### The task
Write out all the material exactly. Leave nothing out.

╔══

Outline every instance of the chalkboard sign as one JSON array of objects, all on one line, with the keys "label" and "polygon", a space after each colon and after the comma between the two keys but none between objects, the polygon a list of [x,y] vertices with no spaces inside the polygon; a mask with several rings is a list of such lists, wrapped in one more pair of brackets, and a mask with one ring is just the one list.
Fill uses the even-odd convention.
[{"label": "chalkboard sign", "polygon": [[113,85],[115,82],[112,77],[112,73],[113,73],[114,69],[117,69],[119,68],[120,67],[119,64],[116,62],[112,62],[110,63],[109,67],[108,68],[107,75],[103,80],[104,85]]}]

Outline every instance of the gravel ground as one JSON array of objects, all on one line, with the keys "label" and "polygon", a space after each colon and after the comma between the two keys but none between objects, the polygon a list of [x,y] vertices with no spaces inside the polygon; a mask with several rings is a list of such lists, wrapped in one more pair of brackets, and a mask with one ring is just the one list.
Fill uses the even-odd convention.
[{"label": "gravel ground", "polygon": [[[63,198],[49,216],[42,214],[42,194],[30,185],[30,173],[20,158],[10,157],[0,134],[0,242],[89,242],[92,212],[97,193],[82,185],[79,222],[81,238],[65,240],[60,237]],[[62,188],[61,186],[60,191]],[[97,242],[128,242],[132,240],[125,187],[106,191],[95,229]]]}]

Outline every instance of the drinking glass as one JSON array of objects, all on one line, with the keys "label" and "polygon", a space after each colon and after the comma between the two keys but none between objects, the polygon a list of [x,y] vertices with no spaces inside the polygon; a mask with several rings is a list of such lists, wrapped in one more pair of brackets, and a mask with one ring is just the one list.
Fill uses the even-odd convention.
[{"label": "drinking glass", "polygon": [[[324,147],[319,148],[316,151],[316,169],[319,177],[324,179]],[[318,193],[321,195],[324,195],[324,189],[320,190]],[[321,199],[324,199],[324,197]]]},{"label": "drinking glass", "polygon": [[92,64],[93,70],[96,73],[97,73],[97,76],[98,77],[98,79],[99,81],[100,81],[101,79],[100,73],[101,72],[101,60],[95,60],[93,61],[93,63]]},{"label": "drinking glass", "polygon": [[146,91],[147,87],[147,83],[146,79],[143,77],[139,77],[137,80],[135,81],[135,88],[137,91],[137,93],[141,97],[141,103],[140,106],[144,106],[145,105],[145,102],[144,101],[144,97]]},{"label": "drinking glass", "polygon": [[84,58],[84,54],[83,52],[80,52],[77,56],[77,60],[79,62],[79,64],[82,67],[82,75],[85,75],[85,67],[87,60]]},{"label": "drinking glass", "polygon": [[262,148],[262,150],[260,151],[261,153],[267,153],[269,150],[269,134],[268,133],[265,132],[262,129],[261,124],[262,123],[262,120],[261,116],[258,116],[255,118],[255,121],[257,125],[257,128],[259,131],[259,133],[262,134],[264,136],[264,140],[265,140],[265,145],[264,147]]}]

╚══

### Expected answer
Outline every instance of the chalkboard sign as one JSON array of objects, all on one line, with the keys "label" and "polygon", a space after each colon and after the comma between the two keys but none between objects, the polygon a list of [x,y] vertices with no spaces inside the polygon; a mask with several rings is a list of such lists, wrapped in one more pair of brackets, and a mask with one ring is just the one list.
Fill uses the even-odd convention.
[{"label": "chalkboard sign", "polygon": [[113,85],[115,82],[112,77],[112,73],[113,73],[114,69],[117,69],[119,68],[120,67],[119,64],[116,62],[112,62],[110,63],[109,67],[108,68],[107,75],[103,80],[104,85]]}]

Outline every instance of the gravel ground as one JSON array of objects, all on one line, with the keys "label" and "polygon", a space after each colon and after the comma between the two keys but none between objects, the polygon a list of [x,y] vertices with no spaces inside the polygon; a mask with several rings is a list of such lists, wrapped in one more pair of brackets, and a mask with one ring is just the one list.
Fill uses the even-odd convention.
[{"label": "gravel ground", "polygon": [[[63,198],[49,216],[42,214],[42,194],[30,185],[30,173],[20,158],[10,157],[0,134],[0,242],[89,242],[92,212],[97,193],[82,185],[79,222],[81,238],[65,240],[60,237]],[[62,188],[61,186],[60,191]],[[97,242],[128,242],[132,240],[125,187],[106,191],[95,229]]]}]

Outline every instance of the drinking glass as one JSON array of objects, all on one line, with the keys "label" and "polygon", a space after each colon and after the comma between the two keys but none between objects, the polygon a list of [x,y] vertices with no spaces inside the polygon; a mask with several rings is a list of such lists, wrapped in one more pair of brackets, and a mask with one ring is just the one list.
Fill uses the even-odd convention.
[{"label": "drinking glass", "polygon": [[[324,147],[319,148],[316,151],[316,169],[319,177],[324,179]],[[318,193],[321,195],[324,195],[324,189],[320,190]],[[321,199],[324,199],[324,197]]]},{"label": "drinking glass", "polygon": [[92,64],[93,70],[96,73],[97,73],[97,76],[98,77],[98,79],[99,81],[100,81],[101,79],[100,73],[101,72],[101,60],[95,60],[93,61],[93,63]]},{"label": "drinking glass", "polygon": [[146,91],[147,87],[147,83],[146,79],[143,77],[139,77],[137,80],[135,81],[135,88],[137,91],[137,93],[141,97],[141,103],[140,106],[144,106],[145,105],[145,102],[144,101],[144,97]]},{"label": "drinking glass", "polygon": [[84,58],[84,54],[83,52],[80,52],[77,56],[77,60],[79,62],[79,64],[82,67],[82,75],[85,75],[85,67],[87,60]]},{"label": "drinking glass", "polygon": [[262,148],[262,150],[260,151],[261,153],[267,153],[269,150],[269,134],[268,133],[265,132],[262,129],[261,124],[262,123],[262,120],[261,116],[258,116],[255,118],[255,121],[257,125],[257,128],[259,131],[259,133],[262,134],[264,136],[264,140],[265,140],[265,145],[264,147]]}]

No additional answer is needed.